Excerpts of location labeling data
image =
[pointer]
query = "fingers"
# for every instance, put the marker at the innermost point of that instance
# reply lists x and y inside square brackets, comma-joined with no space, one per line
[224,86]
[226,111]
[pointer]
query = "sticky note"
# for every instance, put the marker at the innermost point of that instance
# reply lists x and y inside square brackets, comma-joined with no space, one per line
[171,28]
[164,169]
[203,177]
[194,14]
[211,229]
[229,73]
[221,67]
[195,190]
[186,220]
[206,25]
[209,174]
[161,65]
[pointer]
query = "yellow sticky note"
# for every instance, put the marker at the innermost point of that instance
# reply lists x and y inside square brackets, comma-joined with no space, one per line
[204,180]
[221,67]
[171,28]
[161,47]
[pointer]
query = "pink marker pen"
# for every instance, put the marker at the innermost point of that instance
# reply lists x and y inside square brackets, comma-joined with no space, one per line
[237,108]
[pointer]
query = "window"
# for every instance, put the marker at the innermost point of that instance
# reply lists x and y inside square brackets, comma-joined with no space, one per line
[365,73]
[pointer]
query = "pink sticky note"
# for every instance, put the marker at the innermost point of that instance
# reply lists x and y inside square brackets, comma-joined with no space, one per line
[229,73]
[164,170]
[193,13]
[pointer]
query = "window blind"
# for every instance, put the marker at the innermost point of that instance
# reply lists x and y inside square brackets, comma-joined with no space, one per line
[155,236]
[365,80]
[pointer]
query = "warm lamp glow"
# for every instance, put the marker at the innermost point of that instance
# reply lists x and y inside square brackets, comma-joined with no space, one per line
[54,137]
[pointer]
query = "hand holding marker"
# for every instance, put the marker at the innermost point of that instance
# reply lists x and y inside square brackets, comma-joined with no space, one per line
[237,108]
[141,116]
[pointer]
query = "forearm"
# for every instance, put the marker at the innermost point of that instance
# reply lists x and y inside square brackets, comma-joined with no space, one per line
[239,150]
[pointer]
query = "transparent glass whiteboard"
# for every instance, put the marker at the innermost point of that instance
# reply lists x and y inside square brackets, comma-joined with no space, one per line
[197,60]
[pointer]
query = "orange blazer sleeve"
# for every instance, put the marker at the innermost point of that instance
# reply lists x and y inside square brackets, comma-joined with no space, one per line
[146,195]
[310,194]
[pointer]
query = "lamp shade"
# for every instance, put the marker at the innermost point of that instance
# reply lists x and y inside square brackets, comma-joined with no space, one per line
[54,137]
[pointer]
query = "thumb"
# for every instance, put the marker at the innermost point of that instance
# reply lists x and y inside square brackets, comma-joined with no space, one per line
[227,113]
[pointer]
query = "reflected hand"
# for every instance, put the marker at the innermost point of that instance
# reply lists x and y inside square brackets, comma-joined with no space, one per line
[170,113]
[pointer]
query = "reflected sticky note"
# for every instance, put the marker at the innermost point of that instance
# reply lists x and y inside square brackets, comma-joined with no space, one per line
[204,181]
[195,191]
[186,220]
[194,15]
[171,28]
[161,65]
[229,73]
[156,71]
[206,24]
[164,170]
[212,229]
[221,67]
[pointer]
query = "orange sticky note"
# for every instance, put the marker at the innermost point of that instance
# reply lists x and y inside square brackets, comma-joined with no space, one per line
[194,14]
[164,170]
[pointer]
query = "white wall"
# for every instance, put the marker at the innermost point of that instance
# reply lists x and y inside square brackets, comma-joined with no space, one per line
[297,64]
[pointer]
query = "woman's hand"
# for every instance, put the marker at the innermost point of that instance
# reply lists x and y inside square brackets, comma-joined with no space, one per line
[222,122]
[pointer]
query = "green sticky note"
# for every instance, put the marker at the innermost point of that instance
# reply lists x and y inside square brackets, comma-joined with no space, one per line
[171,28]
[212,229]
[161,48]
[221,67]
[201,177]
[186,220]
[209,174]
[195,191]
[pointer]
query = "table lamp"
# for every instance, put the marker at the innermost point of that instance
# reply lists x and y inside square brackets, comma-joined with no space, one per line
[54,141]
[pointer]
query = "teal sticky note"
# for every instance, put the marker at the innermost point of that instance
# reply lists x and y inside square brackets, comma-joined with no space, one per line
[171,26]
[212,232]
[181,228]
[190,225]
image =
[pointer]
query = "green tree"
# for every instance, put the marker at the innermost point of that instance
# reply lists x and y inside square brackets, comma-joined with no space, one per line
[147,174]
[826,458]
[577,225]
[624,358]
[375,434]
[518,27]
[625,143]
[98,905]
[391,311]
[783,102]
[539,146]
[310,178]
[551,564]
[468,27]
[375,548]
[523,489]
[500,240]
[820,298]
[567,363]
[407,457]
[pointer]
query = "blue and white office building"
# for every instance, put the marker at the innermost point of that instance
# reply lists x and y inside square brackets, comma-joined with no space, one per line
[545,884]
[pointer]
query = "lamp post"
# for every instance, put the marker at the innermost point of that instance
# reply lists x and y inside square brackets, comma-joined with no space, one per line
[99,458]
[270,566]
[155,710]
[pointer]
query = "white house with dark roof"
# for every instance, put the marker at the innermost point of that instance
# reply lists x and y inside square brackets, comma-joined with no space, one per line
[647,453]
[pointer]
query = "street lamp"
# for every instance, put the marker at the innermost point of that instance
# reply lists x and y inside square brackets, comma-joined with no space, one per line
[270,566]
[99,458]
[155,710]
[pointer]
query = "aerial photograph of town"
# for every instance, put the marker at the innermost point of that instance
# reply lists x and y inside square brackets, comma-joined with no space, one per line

> _TASK_: Return the whole listing exactly, with every line included.

> _CORRECT RESPONSE_:
image =
[pointer]
query = "fingers"
# for every instance, put the marker at the innermost point of that instance
# reply lists x and y inside square brackets, comma-joined with no space, one per line
[224,86]
[226,111]
[pointer]
query = "sticky note"
# for every instance, put the marker at the innermost point of that instance
# reply lists x and y inside square brackets, comma-joined with no space, one per line
[171,28]
[164,169]
[203,177]
[194,14]
[211,229]
[229,73]
[221,67]
[195,190]
[186,220]
[206,25]
[209,174]
[161,65]
[pointer]
query = "yellow sticky note"
# for every instance, put the marker at the innermost point of that instance
# reply lists x and y inside square brackets, comma-joined with no space, one per line
[204,180]
[221,67]
[171,28]
[161,47]
[pointer]
query = "pink marker pen"
# for every instance, put the marker at the innermost point of that instance
# reply lists x and y inside square brackets, comma-joined with no space, one per line
[237,108]
[pointer]
query = "window"
# for every instance, put the marker at the innermost point of that instance
# reply lists x and y inside square brackets, comma-joined with no space, one per line
[365,73]
[pointer]
query = "pink sticky note"
# for every instance, put the marker at the innermost point of that instance
# reply lists x and y inside square brackets, comma-joined with no space, one per line
[229,73]
[164,170]
[193,13]
[pointer]
query = "window blind"
# for every instance, put the marker at the innermost point of that instance
# reply lists x and y inside square brackets, comma-joined with no space, one per line
[155,236]
[365,80]
[pointer]
query = "warm lamp glow"
# for every instance, put the marker at the innermost point of that instance
# reply lists x and y inside square brackets, comma-joined with no space, one per line
[54,137]
[pointer]
query = "hand holding marker"
# for every instance, put the marker at the innermost point of that instance
# reply lists x and y inside square brackets, comma-joined with no space, one per line
[237,108]
[141,116]
[pointer]
query = "forearm"
# for every instance, put the marker at the innermost point of that instance
# reply lists x and y inside square brackets, comma-joined with no space, one per line
[239,150]
[pointer]
query = "transparent glass whiteboard"
# for every instance, put the marker at the innermost point of that instance
# reply lists x and y inside square brackets, comma-joined with no space, one per line
[197,60]
[pointer]
query = "orange blazer sleeve"
# for every instance, put the marker at the innermost point of that instance
# reply lists x and y inside square brackets, comma-joined with no space, one per line
[146,195]
[310,194]
[pointer]
query = "lamp shade"
# for every instance, put the marker at the innermost point of that instance
# reply lists x and y inside square brackets, comma-joined with no space, one per line
[54,137]
[pointer]
query = "thumb"
# for every instance, put the marker at the innermost point of that instance
# reply lists x and y inside square brackets, comma-joined with no space, one per line
[227,113]
[pointer]
query = "reflected hand"
# for every instance, put the marker at the innermost point of that instance
# reply lists x and y inside square brackets, comma-joined with no space, one per line
[170,113]
[pointer]
query = "reflected sticky note"
# for every instance, put the marker at the innermost point of that instance
# reply lists x and y inside square brackets, comma-joined with no space, one per line
[204,181]
[195,191]
[186,220]
[194,15]
[171,28]
[161,65]
[229,73]
[156,71]
[206,24]
[164,170]
[212,229]
[221,67]
[pointer]
query = "orange sticky note"
# for every instance, put the marker at the innermost point of that instance
# reply lists x and y inside square brackets, comma-joined with no space, one per line
[194,14]
[164,170]
[pointer]
query = "white wall"
# for every instance, put the marker at the innermost point of that instance
# reply lists x and y inside square brackets, comma-joined with no space, one per line
[297,64]
[pointer]
query = "woman's hand"
# for every instance, put the marker at the innermost point of that instance
# reply lists x and y inside square brackets, comma-joined with no space, one per line
[222,122]
[pointer]
query = "green sticky note"
# for every instance, put the marker at the innermost point of that instance
# reply lists x and y inside square brackets, comma-joined with no space, one per line
[171,28]
[212,229]
[161,48]
[221,67]
[201,177]
[186,220]
[209,174]
[195,191]
[pointer]
query = "table lamp"
# for every instance, put the marker at the innermost point of that instance
# reply lists x and y inside square brackets, comma-joined with no space, one per line
[54,141]
[pointer]
query = "teal sticky note"
# for every instance, put the marker at the innermost point of that instance
# reply lists x and y inside square brackets, comma-joined with no space, one per line
[171,26]
[212,232]
[181,228]
[190,225]
image =
[pointer]
query = "green tree"
# for every instance, put the marker at the innermost point of that instance
# reply lists x and y inside square brackets, comma-joined with no space, one per line
[147,174]
[826,458]
[577,225]
[624,358]
[375,434]
[518,27]
[625,143]
[98,905]
[391,311]
[783,102]
[539,146]
[310,178]
[551,564]
[468,27]
[375,548]
[523,489]
[500,240]
[820,298]
[567,363]
[407,457]
[pointer]
query = "blue and white office building"
# for every instance, put the marker at the innermost point of that instance
# reply lists x and y inside square brackets, comma-joined with no space, one per line
[545,884]
[pointer]
query = "lamp post"
# for every instance, put the marker at the innermost point of that instance
# reply lists x and y inside square brackets, comma-joined with no space, one per line
[99,458]
[270,566]
[155,710]
[pointer]
query = "white house with dark roof"
# for every instance, put the marker at the innermost point of that instance
# reply lists x and y inside square brackets, comma-joined with no space, one per line
[647,453]
[pointer]
query = "street lamp"
# for every instance, put the marker at the innermost point of that instance
# reply lists x and y inside square brackets, comma-joined with no space, one per line
[270,566]
[99,458]
[155,710]
[pointer]
query = "aerial photograph of town"
# for every instance, put the marker at the innermost point of that instance
# reply lists x and y inside square brackets, comma-joined with no space, one per line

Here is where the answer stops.